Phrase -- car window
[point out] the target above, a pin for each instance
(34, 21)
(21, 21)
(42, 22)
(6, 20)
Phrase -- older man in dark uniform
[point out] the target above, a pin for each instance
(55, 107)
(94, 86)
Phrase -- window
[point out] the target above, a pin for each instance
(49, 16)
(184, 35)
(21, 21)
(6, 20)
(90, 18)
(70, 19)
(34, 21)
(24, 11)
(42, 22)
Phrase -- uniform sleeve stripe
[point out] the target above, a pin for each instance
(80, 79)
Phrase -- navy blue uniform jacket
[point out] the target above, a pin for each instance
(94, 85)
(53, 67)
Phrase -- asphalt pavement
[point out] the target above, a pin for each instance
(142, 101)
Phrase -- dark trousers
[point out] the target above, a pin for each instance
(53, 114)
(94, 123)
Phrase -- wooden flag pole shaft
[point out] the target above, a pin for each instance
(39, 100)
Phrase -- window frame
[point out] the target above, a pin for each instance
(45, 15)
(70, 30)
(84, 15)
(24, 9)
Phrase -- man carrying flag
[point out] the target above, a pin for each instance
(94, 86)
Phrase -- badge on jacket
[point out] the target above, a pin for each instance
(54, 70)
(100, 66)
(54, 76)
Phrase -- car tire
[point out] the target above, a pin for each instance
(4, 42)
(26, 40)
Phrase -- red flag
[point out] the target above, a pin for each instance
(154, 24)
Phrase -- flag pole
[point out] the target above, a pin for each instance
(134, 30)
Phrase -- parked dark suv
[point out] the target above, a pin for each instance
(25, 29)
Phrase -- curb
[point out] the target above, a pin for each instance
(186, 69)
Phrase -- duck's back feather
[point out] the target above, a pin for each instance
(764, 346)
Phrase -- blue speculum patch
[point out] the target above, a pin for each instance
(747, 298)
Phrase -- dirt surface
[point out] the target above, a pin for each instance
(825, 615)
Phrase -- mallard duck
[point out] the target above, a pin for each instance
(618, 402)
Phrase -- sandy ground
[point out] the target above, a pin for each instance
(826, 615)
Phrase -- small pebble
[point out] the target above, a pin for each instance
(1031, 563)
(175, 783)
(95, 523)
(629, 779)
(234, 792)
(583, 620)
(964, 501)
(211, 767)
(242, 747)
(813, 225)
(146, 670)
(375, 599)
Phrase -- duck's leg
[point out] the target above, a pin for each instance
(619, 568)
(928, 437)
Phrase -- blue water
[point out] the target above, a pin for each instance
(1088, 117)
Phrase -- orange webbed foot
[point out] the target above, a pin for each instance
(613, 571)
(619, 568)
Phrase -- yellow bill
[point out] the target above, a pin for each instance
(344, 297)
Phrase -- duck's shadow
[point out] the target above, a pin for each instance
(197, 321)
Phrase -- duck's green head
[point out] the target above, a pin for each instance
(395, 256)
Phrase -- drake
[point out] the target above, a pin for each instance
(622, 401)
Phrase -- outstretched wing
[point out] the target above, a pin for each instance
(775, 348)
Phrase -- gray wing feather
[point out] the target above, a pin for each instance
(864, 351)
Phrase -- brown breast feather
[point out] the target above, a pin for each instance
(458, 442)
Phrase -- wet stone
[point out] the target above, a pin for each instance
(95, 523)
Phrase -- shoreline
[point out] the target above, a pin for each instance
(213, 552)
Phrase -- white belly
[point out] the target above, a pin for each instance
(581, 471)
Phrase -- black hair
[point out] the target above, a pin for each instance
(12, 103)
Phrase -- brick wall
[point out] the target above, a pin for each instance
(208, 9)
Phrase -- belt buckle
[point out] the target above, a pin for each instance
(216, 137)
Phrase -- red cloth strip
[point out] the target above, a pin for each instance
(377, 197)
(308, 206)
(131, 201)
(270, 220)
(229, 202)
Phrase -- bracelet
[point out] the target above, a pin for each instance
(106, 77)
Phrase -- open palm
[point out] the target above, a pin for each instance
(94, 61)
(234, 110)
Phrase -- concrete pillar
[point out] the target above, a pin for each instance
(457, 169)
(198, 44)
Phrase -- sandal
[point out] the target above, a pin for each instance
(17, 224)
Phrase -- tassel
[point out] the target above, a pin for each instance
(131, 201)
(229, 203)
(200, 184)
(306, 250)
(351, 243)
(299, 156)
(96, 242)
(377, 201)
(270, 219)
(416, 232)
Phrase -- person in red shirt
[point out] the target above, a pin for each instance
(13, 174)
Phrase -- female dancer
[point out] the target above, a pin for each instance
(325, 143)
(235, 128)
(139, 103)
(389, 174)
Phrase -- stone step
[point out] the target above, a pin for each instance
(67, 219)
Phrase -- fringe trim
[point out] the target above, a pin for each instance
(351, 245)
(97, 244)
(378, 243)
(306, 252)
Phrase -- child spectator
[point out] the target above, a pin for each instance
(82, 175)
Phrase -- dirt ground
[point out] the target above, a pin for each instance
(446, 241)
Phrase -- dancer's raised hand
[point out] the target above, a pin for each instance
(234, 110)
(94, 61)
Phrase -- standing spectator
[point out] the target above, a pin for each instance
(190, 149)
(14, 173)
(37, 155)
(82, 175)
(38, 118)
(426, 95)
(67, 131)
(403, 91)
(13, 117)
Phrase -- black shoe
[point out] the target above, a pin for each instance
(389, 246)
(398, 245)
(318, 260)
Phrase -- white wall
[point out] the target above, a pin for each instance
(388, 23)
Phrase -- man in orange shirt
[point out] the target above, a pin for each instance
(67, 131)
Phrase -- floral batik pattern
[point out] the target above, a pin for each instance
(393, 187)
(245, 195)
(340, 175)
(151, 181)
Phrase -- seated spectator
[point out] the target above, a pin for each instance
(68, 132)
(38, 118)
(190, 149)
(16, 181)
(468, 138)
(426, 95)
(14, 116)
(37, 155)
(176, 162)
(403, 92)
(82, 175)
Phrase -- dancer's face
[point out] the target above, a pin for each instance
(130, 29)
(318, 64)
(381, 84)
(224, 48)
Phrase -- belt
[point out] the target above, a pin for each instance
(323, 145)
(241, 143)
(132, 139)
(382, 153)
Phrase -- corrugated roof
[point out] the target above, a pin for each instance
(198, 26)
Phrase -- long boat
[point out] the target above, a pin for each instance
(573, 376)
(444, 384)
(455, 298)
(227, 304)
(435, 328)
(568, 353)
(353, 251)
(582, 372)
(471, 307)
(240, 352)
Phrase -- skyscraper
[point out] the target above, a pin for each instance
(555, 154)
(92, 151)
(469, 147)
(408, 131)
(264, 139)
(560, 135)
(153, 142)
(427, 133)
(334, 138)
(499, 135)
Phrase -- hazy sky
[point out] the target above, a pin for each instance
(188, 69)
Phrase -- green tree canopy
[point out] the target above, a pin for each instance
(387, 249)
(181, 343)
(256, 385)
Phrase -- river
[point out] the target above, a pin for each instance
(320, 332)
...
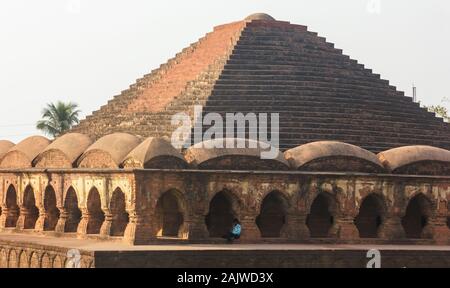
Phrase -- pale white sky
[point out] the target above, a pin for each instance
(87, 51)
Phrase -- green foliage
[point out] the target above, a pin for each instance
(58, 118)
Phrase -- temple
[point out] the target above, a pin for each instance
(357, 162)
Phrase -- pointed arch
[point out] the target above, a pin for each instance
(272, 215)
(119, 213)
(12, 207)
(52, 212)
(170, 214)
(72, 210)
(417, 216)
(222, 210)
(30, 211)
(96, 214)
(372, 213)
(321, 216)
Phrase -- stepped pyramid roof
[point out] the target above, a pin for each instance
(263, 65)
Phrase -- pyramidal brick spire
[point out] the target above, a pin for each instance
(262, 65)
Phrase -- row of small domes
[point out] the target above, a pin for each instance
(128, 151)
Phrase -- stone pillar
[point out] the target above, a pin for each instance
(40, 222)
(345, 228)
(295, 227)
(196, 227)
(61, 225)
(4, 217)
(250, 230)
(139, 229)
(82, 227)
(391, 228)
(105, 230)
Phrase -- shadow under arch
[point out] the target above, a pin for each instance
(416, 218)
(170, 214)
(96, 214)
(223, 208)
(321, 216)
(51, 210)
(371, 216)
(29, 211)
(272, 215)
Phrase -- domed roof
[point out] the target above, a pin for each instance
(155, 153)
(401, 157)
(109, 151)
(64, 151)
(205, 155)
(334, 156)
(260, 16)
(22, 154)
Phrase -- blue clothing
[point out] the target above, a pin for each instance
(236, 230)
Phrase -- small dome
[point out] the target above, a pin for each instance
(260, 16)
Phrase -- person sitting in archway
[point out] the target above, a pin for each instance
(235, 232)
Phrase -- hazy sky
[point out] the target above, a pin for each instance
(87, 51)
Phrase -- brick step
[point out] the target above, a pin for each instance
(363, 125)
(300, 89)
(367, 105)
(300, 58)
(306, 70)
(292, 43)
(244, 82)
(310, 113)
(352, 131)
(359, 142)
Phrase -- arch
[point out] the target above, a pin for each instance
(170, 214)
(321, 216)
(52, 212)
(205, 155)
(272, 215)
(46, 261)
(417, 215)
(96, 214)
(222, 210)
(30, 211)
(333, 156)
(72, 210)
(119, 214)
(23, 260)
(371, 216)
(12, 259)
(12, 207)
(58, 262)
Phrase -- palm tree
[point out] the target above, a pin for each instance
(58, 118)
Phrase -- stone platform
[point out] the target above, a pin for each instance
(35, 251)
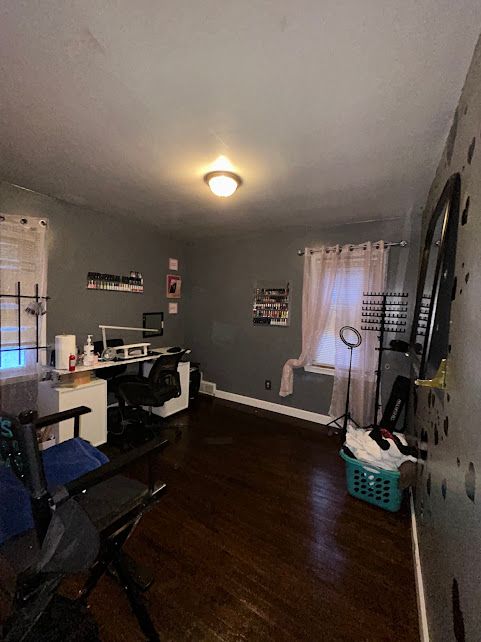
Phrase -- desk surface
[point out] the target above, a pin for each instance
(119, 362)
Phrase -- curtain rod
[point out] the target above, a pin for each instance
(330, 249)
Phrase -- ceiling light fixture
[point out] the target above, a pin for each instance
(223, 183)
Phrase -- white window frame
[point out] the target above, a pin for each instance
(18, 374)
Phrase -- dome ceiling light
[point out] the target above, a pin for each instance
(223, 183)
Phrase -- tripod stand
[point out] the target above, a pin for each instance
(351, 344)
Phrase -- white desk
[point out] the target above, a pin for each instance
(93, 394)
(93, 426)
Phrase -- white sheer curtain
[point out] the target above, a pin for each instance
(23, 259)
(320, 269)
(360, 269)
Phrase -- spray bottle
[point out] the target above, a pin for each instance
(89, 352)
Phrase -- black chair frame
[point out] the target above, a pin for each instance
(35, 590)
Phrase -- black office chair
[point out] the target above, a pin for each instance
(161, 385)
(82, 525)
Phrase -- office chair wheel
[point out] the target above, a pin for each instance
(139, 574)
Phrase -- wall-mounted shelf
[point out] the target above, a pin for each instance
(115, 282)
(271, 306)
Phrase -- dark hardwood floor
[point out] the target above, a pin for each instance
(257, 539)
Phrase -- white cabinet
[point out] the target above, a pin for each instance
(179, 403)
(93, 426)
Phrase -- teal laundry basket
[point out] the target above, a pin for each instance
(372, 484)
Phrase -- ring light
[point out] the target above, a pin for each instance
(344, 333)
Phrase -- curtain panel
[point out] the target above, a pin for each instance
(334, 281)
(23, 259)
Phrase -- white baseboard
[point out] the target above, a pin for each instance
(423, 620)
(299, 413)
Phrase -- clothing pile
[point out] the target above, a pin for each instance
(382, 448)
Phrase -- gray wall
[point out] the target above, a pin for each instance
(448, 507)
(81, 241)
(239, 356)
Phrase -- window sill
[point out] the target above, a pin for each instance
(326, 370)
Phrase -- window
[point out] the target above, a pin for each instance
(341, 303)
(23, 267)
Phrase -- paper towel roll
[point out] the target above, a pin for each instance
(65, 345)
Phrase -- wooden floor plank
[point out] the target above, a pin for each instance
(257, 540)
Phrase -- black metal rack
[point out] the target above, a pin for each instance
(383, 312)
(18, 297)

Task prompt:
Show every line of the material that contains the word "dirt", copying each line in full; case counts.

Task answer:
Phrase -- dirt surface
Phrase -- dirt ground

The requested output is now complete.